- **EXERCISE BRIEF**: Rewrite every row below, changing "bounding boxes" to "box coordinates" wherever it occurs and leaving everything else as it stands. Omit the pictures from your output.
========================================
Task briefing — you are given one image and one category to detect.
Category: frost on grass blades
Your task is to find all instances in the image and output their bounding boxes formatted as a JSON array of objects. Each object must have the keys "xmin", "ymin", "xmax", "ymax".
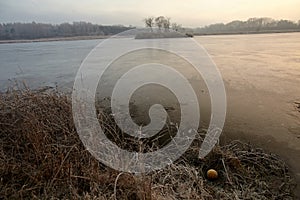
[{"xmin": 72, "ymin": 29, "xmax": 226, "ymax": 173}]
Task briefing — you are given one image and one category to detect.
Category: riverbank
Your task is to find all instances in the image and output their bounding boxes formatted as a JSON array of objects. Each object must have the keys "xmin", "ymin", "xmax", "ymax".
[
  {"xmin": 0, "ymin": 90, "xmax": 294, "ymax": 200},
  {"xmin": 0, "ymin": 30, "xmax": 300, "ymax": 44}
]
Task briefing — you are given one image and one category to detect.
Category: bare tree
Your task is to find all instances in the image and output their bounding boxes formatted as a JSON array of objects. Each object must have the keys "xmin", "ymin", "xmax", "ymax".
[
  {"xmin": 172, "ymin": 23, "xmax": 182, "ymax": 31},
  {"xmin": 155, "ymin": 16, "xmax": 165, "ymax": 30},
  {"xmin": 144, "ymin": 17, "xmax": 154, "ymax": 31}
]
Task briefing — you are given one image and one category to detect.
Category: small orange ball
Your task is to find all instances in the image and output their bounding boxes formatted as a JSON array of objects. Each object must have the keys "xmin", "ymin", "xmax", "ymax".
[{"xmin": 206, "ymin": 169, "xmax": 218, "ymax": 180}]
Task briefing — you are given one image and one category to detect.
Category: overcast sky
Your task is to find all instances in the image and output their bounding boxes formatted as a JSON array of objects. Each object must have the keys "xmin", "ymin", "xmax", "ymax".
[{"xmin": 0, "ymin": 0, "xmax": 300, "ymax": 27}]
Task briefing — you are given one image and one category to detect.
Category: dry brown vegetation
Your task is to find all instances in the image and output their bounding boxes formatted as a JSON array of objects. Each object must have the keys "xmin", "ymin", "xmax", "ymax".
[{"xmin": 0, "ymin": 90, "xmax": 294, "ymax": 199}]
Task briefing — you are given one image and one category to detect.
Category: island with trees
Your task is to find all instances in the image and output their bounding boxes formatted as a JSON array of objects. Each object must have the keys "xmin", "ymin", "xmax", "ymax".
[{"xmin": 0, "ymin": 16, "xmax": 300, "ymax": 43}]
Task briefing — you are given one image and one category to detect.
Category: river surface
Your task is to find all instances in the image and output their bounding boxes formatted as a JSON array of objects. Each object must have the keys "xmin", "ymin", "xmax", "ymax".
[{"xmin": 0, "ymin": 33, "xmax": 300, "ymax": 195}]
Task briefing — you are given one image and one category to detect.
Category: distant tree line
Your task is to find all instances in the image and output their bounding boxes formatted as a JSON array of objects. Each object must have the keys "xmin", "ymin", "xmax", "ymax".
[
  {"xmin": 193, "ymin": 18, "xmax": 300, "ymax": 34},
  {"xmin": 0, "ymin": 22, "xmax": 132, "ymax": 40},
  {"xmin": 143, "ymin": 16, "xmax": 182, "ymax": 31}
]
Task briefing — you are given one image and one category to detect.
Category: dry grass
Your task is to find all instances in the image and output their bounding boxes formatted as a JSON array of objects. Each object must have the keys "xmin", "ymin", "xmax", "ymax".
[{"xmin": 0, "ymin": 90, "xmax": 294, "ymax": 199}]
========================================
- **FINAL RESULT**:
Task briefing — you are given one image and one category to detect.
Category: frost on grass blades
Your task is to find all instances in the image and output their box coordinates formatted as a JSON array of objects. Each object must have the keys "xmin", "ymin", "xmax", "ymax".
[{"xmin": 72, "ymin": 29, "xmax": 226, "ymax": 173}]
Task briefing — you are given one image and one category to detect.
Category: riverbank
Your task is to find all instances in the image and output their box coordinates formatted as a JSON array of objects. Each object must have the keys "xmin", "ymin", "xmax", "ymax".
[
  {"xmin": 0, "ymin": 90, "xmax": 294, "ymax": 200},
  {"xmin": 0, "ymin": 30, "xmax": 300, "ymax": 44}
]
Task briefing — you are given one image and one category to detect.
Category: bare tree
Your task is to find all instances in the image and output their box coordinates formatted as a JSON array of objects. Each object must have the keys "xmin", "ymin", "xmax", "ymax".
[
  {"xmin": 172, "ymin": 23, "xmax": 182, "ymax": 31},
  {"xmin": 155, "ymin": 16, "xmax": 165, "ymax": 30},
  {"xmin": 144, "ymin": 17, "xmax": 154, "ymax": 31}
]
Task briefing — you are given one image and one category to detect.
Category: small orange ball
Your task is to find all instances in the image and output their box coordinates formatted as a JSON array of objects. Each object must have the keys "xmin", "ymin", "xmax", "ymax".
[{"xmin": 206, "ymin": 169, "xmax": 218, "ymax": 180}]
Task briefing — you are given one image and one category to detect.
Category: overcast sky
Your task is to find all instances in the image and output their box coordinates formatted as a JSON array of objects. Each object must have the keys "xmin", "ymin", "xmax", "ymax".
[{"xmin": 0, "ymin": 0, "xmax": 300, "ymax": 27}]
Task briefing — you are given one image and one category to detect.
Category: dry brown vegetation
Your task is to find all instances in the image and output their box coordinates formatted as a JSON array of objects. Each object must have the keys "xmin", "ymin", "xmax", "ymax".
[{"xmin": 0, "ymin": 90, "xmax": 294, "ymax": 199}]
Task briefing — you are given one image and one category to detect.
Category: island with trees
Your task is to find all instances in the image and output their box coordinates formatted as a JSON array of objects. Each object must have the keys "xmin", "ymin", "xmax", "ymax".
[{"xmin": 0, "ymin": 16, "xmax": 300, "ymax": 43}]
Task briefing — you are given one image and one category to detect.
Category: river surface
Your task is to find all instances in the image and output their box coordinates formatted as a JSON array of objects. Each object must have the keys "xmin", "ymin", "xmax", "ymax".
[{"xmin": 0, "ymin": 33, "xmax": 300, "ymax": 195}]
Task briefing — you are given one image and one category to detect.
Category: distant tree line
Your task is to find all instances in the image and output their box coordinates formatted as a JSON array of objects. Each object must have the keys "xmin", "ymin", "xmax", "ymax".
[
  {"xmin": 193, "ymin": 18, "xmax": 300, "ymax": 34},
  {"xmin": 0, "ymin": 22, "xmax": 132, "ymax": 40},
  {"xmin": 143, "ymin": 16, "xmax": 182, "ymax": 31}
]
Task briefing — you are given one image and one category to detect.
Category: dry grass
Your task is to find all instances in the image and output their box coordinates formatted as a JSON array of objects. Each object must have the keys "xmin", "ymin", "xmax", "ymax".
[{"xmin": 0, "ymin": 90, "xmax": 294, "ymax": 199}]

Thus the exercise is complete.